= Arabella Pollen =

English fashion designer, journalist and author

Arabella Pollen (born 22 June 1961) is an English fashion designer and, as Bella Pollen, journalist and author of five novels published between 1997 and 2011.

==Early life==
Arabella Rosalind Hungerford Pollen, known as Bella Pollen, is the daughter of Peregrine Michael Hungerford Pollen, a former chairman of Sotheby Parke-Bernet auction house, and Patricia Helen Barry. Born in Oxford, she was raised in Manhattan.

==Fashion career==
In 1981, Pollen founded the eponymous design company Arabella Pollen, described by The Independent as: "designer of crisp, colourful clothes for the young social set". Among her private clients were Diana, Princess of Wales, Margaux Hemingway and Marianne Faithfull. Between 1981 and 1994, the company was nominated for eleven major fashion awards.

STATED EXERCISE: Please copy the stretch from "English fashion designer, journalist" through "1997 and 2011." in the Arabella Pollen biography word for word.

Coordinate annotation records

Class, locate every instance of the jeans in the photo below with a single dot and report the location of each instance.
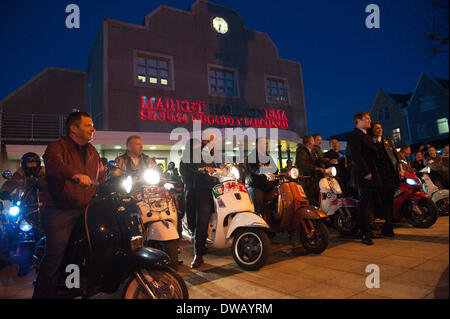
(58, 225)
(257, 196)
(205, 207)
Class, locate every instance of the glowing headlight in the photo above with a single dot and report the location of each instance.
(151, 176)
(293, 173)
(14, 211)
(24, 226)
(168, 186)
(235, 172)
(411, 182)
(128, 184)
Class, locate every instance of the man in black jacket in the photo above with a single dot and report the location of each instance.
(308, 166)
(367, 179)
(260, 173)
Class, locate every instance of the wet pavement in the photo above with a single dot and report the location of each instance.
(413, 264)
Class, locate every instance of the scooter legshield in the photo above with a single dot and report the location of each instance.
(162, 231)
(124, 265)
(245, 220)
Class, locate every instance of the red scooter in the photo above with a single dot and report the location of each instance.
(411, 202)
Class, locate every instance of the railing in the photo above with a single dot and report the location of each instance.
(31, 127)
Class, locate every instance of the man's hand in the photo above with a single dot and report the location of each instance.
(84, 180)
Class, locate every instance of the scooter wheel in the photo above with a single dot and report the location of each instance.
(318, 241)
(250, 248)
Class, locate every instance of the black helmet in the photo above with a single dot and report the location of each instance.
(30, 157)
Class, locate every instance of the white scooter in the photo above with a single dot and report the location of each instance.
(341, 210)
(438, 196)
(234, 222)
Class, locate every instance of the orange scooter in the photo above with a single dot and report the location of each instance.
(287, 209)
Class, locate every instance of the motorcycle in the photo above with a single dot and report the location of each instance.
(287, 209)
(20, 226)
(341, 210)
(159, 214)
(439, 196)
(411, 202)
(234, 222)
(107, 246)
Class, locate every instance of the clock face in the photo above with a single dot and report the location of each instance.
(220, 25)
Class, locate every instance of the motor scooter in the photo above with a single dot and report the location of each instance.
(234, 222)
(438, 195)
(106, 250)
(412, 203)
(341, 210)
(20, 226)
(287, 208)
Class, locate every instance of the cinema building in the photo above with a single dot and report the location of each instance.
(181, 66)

...

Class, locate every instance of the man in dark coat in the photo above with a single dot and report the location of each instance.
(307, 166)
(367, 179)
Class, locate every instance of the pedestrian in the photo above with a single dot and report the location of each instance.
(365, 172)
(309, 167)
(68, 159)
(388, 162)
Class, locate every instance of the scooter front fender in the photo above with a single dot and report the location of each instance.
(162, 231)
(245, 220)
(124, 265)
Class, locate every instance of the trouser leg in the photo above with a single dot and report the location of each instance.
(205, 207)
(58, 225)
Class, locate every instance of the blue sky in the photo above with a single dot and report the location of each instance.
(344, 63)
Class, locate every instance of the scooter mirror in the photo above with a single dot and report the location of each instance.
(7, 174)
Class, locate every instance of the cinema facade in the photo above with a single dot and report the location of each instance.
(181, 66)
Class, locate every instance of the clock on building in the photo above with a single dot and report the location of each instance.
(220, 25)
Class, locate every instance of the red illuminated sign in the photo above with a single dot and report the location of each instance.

--

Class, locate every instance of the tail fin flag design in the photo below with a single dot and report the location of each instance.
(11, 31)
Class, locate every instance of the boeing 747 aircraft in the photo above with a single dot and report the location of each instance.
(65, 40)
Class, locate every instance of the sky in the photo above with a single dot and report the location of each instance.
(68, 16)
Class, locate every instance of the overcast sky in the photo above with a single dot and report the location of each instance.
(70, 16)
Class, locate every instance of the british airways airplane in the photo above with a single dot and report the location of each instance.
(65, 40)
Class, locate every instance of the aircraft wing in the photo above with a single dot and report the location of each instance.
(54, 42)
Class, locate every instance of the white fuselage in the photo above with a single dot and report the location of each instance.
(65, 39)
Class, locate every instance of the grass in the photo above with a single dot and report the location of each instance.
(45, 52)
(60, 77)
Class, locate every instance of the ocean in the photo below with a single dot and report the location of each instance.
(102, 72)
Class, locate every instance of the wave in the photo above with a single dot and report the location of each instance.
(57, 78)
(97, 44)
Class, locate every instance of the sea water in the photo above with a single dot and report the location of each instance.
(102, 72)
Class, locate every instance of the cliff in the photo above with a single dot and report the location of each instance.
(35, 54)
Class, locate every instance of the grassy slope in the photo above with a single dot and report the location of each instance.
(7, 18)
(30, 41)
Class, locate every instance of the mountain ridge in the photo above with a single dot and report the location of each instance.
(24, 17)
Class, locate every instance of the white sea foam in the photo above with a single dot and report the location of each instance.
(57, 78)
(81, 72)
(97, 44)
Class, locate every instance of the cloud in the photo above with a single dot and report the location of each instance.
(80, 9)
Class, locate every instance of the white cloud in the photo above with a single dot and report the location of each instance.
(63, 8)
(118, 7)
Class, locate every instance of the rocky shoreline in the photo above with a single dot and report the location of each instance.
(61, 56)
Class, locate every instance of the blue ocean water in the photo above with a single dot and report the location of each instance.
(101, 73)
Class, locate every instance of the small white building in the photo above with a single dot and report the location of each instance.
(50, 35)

EXPECTED ANSWER:
English fashion designer, journalist and author

Arabella Pollen (born 22 June 1961) is an English fashion designer and, as Bella Pollen, journalist and author of five novels published between 1997 and 2011.